» MATERIAL TO PROCESS
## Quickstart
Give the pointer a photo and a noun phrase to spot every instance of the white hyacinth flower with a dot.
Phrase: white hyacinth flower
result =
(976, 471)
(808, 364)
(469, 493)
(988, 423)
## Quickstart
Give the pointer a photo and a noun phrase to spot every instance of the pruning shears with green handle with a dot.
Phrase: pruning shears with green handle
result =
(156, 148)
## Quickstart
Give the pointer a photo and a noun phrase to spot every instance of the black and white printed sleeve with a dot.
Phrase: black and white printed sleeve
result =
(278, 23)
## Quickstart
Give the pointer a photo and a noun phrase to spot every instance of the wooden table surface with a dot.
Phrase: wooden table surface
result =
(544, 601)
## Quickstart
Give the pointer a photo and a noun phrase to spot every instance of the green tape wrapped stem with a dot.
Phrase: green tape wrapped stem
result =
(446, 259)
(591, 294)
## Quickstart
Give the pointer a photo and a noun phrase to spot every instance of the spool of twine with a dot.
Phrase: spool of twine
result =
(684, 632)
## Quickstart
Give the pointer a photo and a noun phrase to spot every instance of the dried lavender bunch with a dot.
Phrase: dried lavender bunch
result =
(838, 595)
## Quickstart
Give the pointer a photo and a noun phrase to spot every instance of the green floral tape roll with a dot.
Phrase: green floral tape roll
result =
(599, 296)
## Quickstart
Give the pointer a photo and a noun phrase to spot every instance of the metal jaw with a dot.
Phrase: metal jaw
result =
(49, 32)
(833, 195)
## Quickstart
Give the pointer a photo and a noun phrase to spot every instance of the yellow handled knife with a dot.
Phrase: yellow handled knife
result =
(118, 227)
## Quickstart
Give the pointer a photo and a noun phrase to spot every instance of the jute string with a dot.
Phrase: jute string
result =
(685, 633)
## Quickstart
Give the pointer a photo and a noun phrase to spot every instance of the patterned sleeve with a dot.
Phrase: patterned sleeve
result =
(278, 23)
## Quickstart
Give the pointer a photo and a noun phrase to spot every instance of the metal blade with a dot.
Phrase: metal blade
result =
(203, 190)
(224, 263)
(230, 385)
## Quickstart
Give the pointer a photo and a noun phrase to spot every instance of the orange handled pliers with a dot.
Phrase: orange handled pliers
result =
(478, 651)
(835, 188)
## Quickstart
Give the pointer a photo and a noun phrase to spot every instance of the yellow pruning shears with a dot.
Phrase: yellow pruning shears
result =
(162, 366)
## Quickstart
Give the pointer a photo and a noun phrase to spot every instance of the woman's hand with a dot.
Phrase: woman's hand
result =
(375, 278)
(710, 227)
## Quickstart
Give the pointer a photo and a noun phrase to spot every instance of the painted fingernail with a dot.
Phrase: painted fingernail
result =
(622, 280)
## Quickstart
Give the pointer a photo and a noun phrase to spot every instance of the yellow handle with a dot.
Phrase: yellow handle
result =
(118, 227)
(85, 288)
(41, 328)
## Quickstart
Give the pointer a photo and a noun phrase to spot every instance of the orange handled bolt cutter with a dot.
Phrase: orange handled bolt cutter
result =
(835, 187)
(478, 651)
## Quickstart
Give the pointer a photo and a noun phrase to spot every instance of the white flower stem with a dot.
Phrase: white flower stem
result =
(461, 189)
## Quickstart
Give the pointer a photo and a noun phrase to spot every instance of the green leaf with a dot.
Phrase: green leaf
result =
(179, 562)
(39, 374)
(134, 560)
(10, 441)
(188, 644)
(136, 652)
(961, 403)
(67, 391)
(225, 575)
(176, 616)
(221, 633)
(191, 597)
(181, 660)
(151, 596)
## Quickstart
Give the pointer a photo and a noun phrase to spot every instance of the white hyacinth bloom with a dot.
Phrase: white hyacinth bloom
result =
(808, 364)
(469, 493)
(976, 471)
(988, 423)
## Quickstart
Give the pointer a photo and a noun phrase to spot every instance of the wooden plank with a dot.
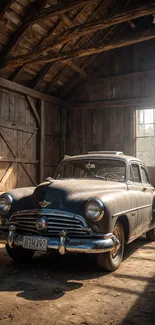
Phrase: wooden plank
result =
(7, 142)
(13, 86)
(59, 10)
(7, 175)
(19, 160)
(28, 174)
(127, 74)
(107, 46)
(145, 102)
(42, 140)
(75, 67)
(19, 127)
(63, 132)
(4, 5)
(81, 30)
(34, 110)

» TASK GOAL
Out of the entries, report each line that contains the word "wrapped".

» ANSWER SECTION
Give the pointer a photo and a noun phrase to spot every instance of the green tape wrapped stem with a dot.
Phrase: green tape wrapped stem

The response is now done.